— What to produce —
Say how many lines below hold the word "each"; give the number by itself.

Natural-language object grounding data

==================================================

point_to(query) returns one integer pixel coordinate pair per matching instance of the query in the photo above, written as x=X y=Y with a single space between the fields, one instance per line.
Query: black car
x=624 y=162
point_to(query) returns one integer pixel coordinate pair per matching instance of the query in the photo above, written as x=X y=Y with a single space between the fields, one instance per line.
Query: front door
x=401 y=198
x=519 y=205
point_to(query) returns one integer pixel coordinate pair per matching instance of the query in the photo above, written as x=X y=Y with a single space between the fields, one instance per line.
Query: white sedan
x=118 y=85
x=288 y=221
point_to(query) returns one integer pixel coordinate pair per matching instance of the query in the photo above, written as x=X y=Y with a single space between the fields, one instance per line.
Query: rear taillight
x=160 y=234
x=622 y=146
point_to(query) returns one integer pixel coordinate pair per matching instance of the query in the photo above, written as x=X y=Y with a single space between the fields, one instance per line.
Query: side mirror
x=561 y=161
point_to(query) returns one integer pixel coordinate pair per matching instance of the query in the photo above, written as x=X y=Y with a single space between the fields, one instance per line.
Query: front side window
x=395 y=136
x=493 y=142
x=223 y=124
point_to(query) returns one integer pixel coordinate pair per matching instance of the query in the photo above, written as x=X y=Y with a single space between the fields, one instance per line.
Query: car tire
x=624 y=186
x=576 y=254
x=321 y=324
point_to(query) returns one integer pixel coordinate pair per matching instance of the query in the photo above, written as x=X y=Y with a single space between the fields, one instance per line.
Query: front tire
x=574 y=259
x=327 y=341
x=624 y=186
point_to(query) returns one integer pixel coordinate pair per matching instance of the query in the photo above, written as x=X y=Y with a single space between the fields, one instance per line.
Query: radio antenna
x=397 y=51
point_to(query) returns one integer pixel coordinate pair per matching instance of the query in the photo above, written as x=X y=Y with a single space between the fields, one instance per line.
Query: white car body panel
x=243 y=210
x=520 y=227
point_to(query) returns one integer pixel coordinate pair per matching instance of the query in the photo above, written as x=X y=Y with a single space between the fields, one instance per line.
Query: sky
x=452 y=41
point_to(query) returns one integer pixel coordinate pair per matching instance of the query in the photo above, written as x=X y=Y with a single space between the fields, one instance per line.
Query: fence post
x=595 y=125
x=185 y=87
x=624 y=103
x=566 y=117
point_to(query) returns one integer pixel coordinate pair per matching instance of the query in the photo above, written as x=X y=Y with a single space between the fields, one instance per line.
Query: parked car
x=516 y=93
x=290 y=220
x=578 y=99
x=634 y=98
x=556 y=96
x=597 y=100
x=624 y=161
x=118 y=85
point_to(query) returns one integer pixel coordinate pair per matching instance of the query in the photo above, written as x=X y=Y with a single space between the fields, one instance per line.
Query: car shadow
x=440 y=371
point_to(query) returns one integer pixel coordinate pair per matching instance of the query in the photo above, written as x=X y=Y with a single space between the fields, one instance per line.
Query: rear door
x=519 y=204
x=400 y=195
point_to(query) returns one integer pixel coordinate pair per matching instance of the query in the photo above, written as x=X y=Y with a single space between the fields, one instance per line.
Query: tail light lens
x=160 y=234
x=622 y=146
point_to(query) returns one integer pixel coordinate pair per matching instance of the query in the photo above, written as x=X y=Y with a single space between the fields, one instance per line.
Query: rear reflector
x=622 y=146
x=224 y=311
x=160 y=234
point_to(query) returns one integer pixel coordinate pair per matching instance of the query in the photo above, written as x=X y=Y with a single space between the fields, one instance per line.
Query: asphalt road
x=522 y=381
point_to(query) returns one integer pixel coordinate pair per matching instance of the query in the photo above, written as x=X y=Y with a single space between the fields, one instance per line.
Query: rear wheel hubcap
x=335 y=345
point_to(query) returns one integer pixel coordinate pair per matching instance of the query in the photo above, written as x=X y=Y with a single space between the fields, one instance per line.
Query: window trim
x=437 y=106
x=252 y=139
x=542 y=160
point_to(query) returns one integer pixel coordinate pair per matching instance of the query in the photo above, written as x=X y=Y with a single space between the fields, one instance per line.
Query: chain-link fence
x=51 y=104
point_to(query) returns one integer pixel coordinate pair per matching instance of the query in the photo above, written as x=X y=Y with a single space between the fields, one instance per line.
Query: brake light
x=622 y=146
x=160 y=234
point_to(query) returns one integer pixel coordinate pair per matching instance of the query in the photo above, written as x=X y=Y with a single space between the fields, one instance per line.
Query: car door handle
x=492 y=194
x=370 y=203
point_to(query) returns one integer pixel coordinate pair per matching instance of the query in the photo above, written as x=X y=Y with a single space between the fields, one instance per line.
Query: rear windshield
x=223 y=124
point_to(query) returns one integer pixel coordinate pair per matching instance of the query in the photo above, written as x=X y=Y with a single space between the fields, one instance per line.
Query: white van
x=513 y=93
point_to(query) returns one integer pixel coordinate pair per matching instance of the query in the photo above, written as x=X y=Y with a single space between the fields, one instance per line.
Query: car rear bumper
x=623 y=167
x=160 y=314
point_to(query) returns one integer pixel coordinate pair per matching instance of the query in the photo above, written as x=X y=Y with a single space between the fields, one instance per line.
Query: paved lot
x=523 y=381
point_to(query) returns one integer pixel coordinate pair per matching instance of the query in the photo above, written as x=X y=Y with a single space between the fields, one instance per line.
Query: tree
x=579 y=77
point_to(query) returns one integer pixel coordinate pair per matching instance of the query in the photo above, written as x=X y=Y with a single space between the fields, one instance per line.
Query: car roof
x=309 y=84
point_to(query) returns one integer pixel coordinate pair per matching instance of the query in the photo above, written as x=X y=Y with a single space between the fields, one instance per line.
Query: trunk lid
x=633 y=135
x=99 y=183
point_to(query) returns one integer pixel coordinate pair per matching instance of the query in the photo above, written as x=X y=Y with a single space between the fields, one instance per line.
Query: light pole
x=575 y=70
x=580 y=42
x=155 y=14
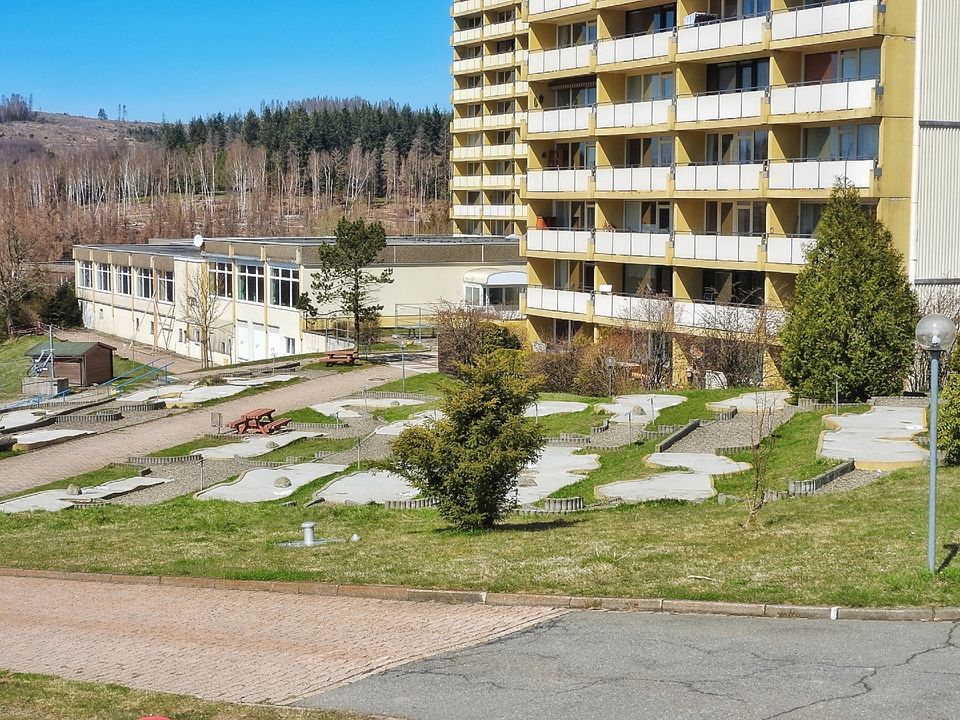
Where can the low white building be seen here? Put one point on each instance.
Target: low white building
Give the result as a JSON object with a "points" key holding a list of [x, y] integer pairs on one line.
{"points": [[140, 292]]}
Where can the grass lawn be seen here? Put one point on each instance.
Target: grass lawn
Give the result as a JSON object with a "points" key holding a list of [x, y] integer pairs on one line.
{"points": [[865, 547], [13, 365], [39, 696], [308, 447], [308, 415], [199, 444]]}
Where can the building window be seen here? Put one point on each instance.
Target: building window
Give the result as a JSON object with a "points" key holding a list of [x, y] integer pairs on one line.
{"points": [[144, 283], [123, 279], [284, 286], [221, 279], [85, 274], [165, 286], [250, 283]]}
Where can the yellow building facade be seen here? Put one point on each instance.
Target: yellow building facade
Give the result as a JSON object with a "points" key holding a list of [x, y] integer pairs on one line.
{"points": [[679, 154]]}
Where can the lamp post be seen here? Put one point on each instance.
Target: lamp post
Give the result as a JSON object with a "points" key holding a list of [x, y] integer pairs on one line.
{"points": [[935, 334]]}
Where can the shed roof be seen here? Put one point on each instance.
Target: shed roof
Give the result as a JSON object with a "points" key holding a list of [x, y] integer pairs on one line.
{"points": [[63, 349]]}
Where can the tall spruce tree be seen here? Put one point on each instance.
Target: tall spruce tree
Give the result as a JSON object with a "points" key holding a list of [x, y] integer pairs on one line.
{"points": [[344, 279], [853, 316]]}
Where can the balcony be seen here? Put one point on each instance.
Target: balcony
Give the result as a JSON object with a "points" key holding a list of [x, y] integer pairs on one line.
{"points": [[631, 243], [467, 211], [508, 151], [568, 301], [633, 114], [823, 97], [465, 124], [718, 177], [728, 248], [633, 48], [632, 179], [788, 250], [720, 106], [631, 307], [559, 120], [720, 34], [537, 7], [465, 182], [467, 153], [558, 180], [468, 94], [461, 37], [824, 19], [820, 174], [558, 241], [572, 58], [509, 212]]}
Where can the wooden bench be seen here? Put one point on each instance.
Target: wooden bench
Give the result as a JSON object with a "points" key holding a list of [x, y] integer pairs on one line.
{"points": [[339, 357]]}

==================================================

— Expected answer —
9